**Region segmentation data**

(begin)

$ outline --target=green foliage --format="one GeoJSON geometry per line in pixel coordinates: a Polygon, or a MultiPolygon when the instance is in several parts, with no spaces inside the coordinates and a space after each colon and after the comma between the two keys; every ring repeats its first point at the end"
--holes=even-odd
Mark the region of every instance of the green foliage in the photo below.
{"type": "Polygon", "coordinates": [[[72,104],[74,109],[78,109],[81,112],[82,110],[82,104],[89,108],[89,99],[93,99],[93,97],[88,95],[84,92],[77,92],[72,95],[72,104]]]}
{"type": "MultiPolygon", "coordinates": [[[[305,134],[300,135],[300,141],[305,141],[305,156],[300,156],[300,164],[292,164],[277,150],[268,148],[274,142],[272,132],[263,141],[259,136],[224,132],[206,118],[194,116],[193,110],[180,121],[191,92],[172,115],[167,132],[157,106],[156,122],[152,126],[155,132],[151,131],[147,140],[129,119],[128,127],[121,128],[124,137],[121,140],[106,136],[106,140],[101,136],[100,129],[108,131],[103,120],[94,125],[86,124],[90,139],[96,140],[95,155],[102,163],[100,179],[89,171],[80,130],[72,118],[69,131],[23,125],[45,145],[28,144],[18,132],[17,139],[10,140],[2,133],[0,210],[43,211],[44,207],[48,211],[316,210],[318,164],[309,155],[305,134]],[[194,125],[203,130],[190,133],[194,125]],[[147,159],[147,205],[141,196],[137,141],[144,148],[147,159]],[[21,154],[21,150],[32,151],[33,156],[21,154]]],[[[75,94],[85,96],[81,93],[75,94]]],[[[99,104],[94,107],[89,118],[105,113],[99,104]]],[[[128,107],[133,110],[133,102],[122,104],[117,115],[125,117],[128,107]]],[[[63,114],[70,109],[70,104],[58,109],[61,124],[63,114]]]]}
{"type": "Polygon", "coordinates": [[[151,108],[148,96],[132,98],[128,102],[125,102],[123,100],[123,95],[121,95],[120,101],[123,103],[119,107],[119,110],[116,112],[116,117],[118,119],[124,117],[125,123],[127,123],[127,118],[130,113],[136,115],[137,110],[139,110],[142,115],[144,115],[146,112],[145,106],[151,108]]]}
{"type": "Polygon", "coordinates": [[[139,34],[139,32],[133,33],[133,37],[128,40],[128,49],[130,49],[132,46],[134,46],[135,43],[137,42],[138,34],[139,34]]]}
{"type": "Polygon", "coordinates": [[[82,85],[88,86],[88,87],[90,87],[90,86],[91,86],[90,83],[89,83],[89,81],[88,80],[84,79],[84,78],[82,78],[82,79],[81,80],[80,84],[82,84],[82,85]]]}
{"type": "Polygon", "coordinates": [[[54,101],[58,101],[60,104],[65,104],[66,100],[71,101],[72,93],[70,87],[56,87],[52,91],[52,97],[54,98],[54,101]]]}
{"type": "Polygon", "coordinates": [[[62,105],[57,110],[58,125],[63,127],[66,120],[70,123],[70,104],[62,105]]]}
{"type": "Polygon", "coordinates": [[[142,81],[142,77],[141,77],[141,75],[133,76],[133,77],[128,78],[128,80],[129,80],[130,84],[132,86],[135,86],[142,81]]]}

(end)

**Work required**
Extract every line above exactly as it stands.

**Result of this task**
$ outline --target=green foliage --format="one GeoJSON geometry per line in pixel coordinates: a Polygon, or a MultiPolygon when the instance is in several parts, with no spaces inside the coordinates and a space after each colon and after the comma between the two keys; every ring repeats its first point at the end"
--holes=even-odd
Mark the region of every instance of the green foliage in the photo below.
{"type": "Polygon", "coordinates": [[[72,104],[74,109],[78,109],[81,112],[82,110],[82,104],[89,108],[89,99],[93,99],[93,97],[88,95],[84,92],[77,92],[72,95],[72,104]]]}
{"type": "MultiPolygon", "coordinates": [[[[305,134],[300,135],[300,141],[305,141],[305,156],[300,156],[300,164],[292,164],[277,150],[268,148],[274,142],[272,132],[263,141],[259,136],[224,132],[206,118],[194,116],[193,110],[180,121],[191,92],[172,115],[167,132],[157,106],[156,122],[152,126],[155,132],[151,131],[147,140],[129,119],[128,127],[121,128],[124,137],[121,140],[106,136],[106,140],[101,136],[100,129],[108,131],[103,120],[94,125],[86,124],[90,139],[96,140],[95,155],[102,163],[100,179],[89,171],[80,130],[72,118],[69,131],[23,125],[45,145],[28,144],[18,132],[17,139],[10,140],[2,133],[0,210],[43,211],[44,207],[48,211],[316,210],[318,164],[309,155],[305,134]],[[194,125],[203,130],[190,133],[194,125]],[[147,159],[147,205],[141,196],[137,141],[144,148],[147,159]],[[21,154],[21,150],[32,151],[33,156],[21,154]]],[[[75,94],[85,96],[81,93],[75,94]]],[[[99,104],[94,107],[89,118],[105,113],[99,104]]],[[[128,107],[133,110],[133,102],[122,104],[117,115],[125,117],[128,107]]],[[[63,114],[70,109],[70,104],[58,109],[61,124],[63,114]]]]}
{"type": "Polygon", "coordinates": [[[151,108],[148,96],[132,98],[128,102],[125,102],[123,100],[123,95],[121,95],[120,101],[123,103],[119,107],[119,110],[116,112],[116,117],[118,119],[124,117],[125,123],[127,123],[127,118],[130,113],[136,115],[137,110],[139,110],[142,115],[144,115],[146,112],[145,106],[151,108]]]}
{"type": "Polygon", "coordinates": [[[139,34],[139,32],[133,33],[133,37],[128,40],[128,49],[130,49],[132,46],[134,46],[135,43],[137,42],[138,34],[139,34]]]}
{"type": "Polygon", "coordinates": [[[82,85],[88,86],[88,87],[90,87],[90,86],[91,86],[90,83],[89,83],[89,81],[88,80],[84,79],[84,78],[82,78],[82,79],[81,80],[80,84],[82,84],[82,85]]]}
{"type": "Polygon", "coordinates": [[[54,101],[58,101],[60,104],[65,104],[66,100],[71,101],[72,93],[70,87],[56,87],[52,91],[52,97],[54,98],[54,101]]]}
{"type": "Polygon", "coordinates": [[[62,105],[57,110],[58,125],[63,127],[66,120],[70,123],[70,104],[62,105]]]}
{"type": "Polygon", "coordinates": [[[142,81],[142,77],[141,77],[141,75],[133,76],[133,77],[128,78],[128,80],[129,80],[130,84],[132,86],[135,86],[142,81]]]}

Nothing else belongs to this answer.